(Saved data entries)
━━━━━━
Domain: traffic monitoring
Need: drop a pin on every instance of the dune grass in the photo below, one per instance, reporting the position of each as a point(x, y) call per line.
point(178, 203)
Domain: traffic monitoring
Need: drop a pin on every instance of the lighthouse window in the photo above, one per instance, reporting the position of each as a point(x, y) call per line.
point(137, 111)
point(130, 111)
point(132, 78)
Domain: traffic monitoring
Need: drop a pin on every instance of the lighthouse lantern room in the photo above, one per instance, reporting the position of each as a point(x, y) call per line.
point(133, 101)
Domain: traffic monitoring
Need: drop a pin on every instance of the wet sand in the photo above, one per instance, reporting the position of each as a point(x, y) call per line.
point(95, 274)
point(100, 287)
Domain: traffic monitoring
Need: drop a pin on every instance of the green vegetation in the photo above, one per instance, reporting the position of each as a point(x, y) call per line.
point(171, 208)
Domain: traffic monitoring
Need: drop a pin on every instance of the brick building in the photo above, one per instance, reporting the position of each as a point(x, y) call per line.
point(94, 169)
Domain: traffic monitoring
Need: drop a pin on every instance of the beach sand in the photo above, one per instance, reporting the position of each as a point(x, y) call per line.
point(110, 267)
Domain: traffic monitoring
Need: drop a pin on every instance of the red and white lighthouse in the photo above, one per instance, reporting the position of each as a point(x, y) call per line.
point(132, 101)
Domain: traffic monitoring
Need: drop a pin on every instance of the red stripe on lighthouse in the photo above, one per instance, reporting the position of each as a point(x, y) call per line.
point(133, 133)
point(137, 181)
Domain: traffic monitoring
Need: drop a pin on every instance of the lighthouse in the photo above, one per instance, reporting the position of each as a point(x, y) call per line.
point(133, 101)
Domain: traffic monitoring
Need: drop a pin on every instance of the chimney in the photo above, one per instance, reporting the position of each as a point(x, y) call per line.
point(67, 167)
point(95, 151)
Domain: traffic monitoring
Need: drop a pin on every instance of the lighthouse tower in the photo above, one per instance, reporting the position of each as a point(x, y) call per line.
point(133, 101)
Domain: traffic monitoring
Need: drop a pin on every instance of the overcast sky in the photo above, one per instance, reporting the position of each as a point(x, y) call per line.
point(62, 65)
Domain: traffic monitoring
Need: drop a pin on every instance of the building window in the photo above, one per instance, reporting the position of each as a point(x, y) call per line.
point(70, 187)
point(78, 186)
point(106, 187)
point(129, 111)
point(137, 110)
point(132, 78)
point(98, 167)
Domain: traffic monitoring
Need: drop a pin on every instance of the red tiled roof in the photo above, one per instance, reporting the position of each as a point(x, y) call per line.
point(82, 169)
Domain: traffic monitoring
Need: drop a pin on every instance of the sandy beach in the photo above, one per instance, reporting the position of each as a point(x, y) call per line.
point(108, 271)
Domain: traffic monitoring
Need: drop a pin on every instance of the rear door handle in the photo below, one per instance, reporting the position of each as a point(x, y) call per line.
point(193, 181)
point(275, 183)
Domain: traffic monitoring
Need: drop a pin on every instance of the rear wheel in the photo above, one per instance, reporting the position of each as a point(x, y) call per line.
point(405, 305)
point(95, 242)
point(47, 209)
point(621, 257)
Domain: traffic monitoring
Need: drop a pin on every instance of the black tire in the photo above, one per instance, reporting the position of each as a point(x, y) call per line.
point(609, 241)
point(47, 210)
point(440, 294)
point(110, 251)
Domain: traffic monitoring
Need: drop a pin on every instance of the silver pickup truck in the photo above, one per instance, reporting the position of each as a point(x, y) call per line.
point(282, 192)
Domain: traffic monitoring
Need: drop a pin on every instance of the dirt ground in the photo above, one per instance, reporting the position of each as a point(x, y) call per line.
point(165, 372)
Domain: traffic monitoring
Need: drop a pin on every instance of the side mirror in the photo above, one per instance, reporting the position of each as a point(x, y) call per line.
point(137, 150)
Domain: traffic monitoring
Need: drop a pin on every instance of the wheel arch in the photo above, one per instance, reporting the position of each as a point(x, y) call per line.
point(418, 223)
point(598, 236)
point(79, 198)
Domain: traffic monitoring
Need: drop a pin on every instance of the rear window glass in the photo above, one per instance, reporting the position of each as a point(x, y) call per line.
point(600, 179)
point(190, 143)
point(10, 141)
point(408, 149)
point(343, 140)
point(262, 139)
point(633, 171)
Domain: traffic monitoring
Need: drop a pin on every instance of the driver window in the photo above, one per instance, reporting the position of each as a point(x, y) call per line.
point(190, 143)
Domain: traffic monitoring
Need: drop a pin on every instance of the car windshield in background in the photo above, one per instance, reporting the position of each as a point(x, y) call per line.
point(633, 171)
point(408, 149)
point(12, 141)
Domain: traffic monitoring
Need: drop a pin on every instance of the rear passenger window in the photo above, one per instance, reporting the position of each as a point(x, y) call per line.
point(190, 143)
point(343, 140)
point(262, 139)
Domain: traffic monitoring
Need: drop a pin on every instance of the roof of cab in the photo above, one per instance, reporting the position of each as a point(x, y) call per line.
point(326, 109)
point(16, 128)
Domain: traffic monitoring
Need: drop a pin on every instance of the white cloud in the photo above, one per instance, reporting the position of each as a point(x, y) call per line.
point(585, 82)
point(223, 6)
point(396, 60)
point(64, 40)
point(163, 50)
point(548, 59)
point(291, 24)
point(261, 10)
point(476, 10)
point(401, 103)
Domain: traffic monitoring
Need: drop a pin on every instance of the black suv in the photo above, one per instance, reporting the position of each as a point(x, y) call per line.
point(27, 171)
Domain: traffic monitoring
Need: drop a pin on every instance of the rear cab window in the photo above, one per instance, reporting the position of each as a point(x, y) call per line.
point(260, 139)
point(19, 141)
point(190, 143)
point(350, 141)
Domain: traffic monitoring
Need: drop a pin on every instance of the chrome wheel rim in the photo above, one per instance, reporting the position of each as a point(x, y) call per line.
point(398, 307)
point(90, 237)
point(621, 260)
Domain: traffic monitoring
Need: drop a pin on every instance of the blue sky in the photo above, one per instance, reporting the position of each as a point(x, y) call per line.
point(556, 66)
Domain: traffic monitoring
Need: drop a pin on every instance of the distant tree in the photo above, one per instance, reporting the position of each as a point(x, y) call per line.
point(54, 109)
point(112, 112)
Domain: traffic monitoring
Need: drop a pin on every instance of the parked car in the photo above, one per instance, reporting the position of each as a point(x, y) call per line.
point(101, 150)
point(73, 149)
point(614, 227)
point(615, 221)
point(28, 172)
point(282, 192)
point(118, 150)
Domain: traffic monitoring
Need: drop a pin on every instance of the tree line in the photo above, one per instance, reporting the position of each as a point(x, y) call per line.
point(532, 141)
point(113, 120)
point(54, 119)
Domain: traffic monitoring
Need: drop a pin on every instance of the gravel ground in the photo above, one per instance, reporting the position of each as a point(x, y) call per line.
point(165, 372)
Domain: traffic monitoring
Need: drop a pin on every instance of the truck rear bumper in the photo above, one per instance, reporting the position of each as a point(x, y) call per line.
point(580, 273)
━━━━━━
Assigned task: Every entry is to be printed exactly as given.

Solution to this problem:
Domain: traffic monitoring
Need: drop a pin on every instance of the dune grass in the photo below, one per instance, reporting the position of each as a point(x, y) call per line.
point(178, 203)
Domain: traffic monitoring
Need: drop a pin on every instance of the lighthouse window in the photo above, one per instance, reporting the position of each as a point(x, y) call per line.
point(137, 111)
point(130, 111)
point(132, 78)
Domain: traffic monitoring
Need: drop a pin on every instance of the lighthouse lantern room in the photo above, one per instance, reporting the position of each as a point(x, y) call per line.
point(133, 101)
Domain: traffic monitoring
Need: drop a pin on every instance of the wet sand in the photo above, one per instance, reporting the position of each as a point(x, y) call per line.
point(95, 274)
point(100, 287)
Domain: traffic monitoring
Need: drop a pin on every instance of the green vegetation in the photo above, one per instance, reporting the position of each as a point(x, y) call per line.
point(171, 208)
Domain: traffic monitoring
Need: drop a pin on every instance of the brick building in the photo above, one per instance, reporting the position of each as a point(x, y) call per line.
point(94, 169)
Domain: traffic monitoring
Need: drop a pin on every instance of the beach sand in the photo above, one per instance, reporting the position of each as a point(x, y) call per line.
point(110, 267)
Domain: traffic monitoring
Need: drop a pin on every instance of the red and white lighthouse in the photo above, one per instance, reporting the position of each as a point(x, y) call per line.
point(132, 101)
Domain: traffic monitoring
Need: drop a pin on every instance of the red stripe on lighthouse in the photo above, one per instance, reporting the position of each as a point(x, y) call per line.
point(133, 133)
point(137, 181)
Domain: traffic monitoring
Need: drop a pin on every instance of the lighthouse in the photo above, one per instance, reporting the position of each as a point(x, y) call per line.
point(133, 101)
Domain: traffic monitoring
Need: drop a pin on every instance of the chimney in the photo above, one per instance, reporting the position of each as a point(x, y) call per line.
point(67, 167)
point(95, 151)
Domain: traffic monitoring
Need: drop a pin on every instance of the lighthouse tower in the photo above, one per instance, reporting the position of each as a point(x, y) call per line.
point(133, 101)
Domain: traffic monitoring
Need: drop a pin on every instance of the overcast sky in the photo above, one per instance, reporting the position of each as a point(x, y) call per line.
point(62, 65)
Domain: traffic monitoring
Need: drop a pin on every instance of the building window in the photo above, one per instance, reporting the position of each as a point(x, y) call per line.
point(70, 187)
point(78, 186)
point(106, 187)
point(129, 111)
point(137, 110)
point(132, 78)
point(98, 167)
Domain: traffic monitoring
Need: drop a pin on every instance of the red tiled roof in the photo above, one per instance, reporting the position of each as a point(x, y) call per line.
point(82, 169)
Domain: traffic monitoring
Need: drop a pin on every instance of the sandy beach in the photo above, one per instance, reporting the position of each as a point(x, y) call per line.
point(108, 271)
Domain: traffic monitoring
Need: drop a pin on every instance of the rear door handle in the photo below, one per instance, reporting the position of each as a point(x, y) call per line.
point(193, 181)
point(275, 183)
Domain: traffic monitoring
Need: drop a pin on every instance of the rear wheel in the photo above, one per instance, reporting the position of each as a point(x, y) call per line.
point(405, 305)
point(95, 242)
point(47, 209)
point(621, 257)
Domain: traffic monitoring
Need: drop a pin on every instance of the black tire in the photo above, one per instance, reporting the position of each as a point(x, y) call per line.
point(609, 241)
point(47, 210)
point(440, 294)
point(110, 251)
Domain: traffic monitoring
Need: drop a pin on every instance of the silver pickup truck in the photo above, one per instance, reporting the position of each as a point(x, y) call per line.
point(282, 192)
Domain: traffic monitoring
Need: drop a pin on every instance of the dirt ground in the photo above, one per instance, reporting the position of each as a point(x, y) call per line.
point(165, 372)
Domain: traffic monitoring
Need: drop a pin on every instance of the side mirror in the photo above, one per instance, reporting the position of each as a point(x, y) call per line.
point(137, 150)
Domain: traffic monitoring
Need: drop a pin on every instance of the wheel arch in the photo above, one per instance, reporting the position of each as a point(x, y) call per line.
point(418, 223)
point(598, 236)
point(79, 198)
Domain: traffic monitoring
Need: drop a pin on every instance of the rear window glass in the photo above, one per instance, reporting the position of each as a point(x, y) call per line.
point(600, 179)
point(190, 143)
point(10, 141)
point(408, 149)
point(343, 140)
point(262, 139)
point(633, 171)
Domain: traffic monitoring
Need: drop a pin on every instance of the driver window in the photo above, one per instance, reporting the position of each as a point(x, y) call per line.
point(190, 143)
Domain: traffic monitoring
Need: drop a pin on every instance of the car windshield in background in the photo above, one per instance, reporting the position of each as a point(x, y) call per line.
point(633, 171)
point(408, 149)
point(12, 141)
Domain: traffic monitoring
Need: drop a pin on every instance of the rear passenger window in the photo above, one per instance, reporting the position of each as a point(x, y) call per line.
point(190, 143)
point(343, 140)
point(262, 139)
Domain: traffic monitoring
Need: drop a pin on every instance of the roof of cab in the photo above, one per instance, reporting the position of each as a point(x, y) call per line.
point(326, 109)
point(16, 128)
Domain: traffic monitoring
Need: drop a pin on every instance of the white cloud in the photo above, one per instance, reporting the position of each as a point(x, y) call per line.
point(585, 82)
point(223, 6)
point(396, 60)
point(64, 40)
point(163, 50)
point(548, 59)
point(291, 24)
point(261, 10)
point(476, 10)
point(401, 103)
Domain: traffic monitoring
Need: drop a pin on every instance of the black suv in the photo above, one per instance, reporting the position of each as a point(x, y) call per line.
point(27, 171)
Domain: traffic monitoring
Need: drop a pin on every instance of the rear cab window in the photo above, one per instance, reporting the position of each as a point(x, y) call per line.
point(260, 139)
point(19, 141)
point(190, 143)
point(350, 141)
Domain: traffic monitoring
Need: drop a pin on every instance of the chrome wheel rim in the photo above, one per instance, reporting the position of each as a point(x, y) call per line.
point(398, 307)
point(90, 237)
point(621, 260)
Domain: traffic monitoring
Need: drop a pin on every instance of the blue sky in the photo above, one per instance, reporting the position of each as a point(x, y) call per line.
point(556, 66)
Domain: traffic monitoring
Need: drop a pin on every instance of the distant tree in the photo above, one per instance, reporting the position of each as a point(x, y) call per line.
point(54, 109)
point(112, 112)
Domain: traffic monitoring
Need: drop a pin on every instance of the parked car in the photo above, one per instance, reporting the position of each as a point(x, y) call per line.
point(101, 150)
point(73, 149)
point(614, 227)
point(615, 221)
point(28, 172)
point(282, 192)
point(118, 150)
Domain: traffic monitoring
Need: drop a pin on every instance of the tree line in the photo above, one per instance, reporting the position of each as a point(x, y) call per line.
point(532, 141)
point(113, 120)
point(54, 119)
Domain: traffic monitoring
Need: drop a pin on every instance of the gravel ground in the photo above, one per instance, reporting the position of each as a point(x, y) call per line.
point(165, 372)
Domain: traffic monitoring
Need: drop a pin on every instance of the truck rear bumper in the photo above, one per instance, reporting the position of each as a point(x, y) call per line.
point(580, 273)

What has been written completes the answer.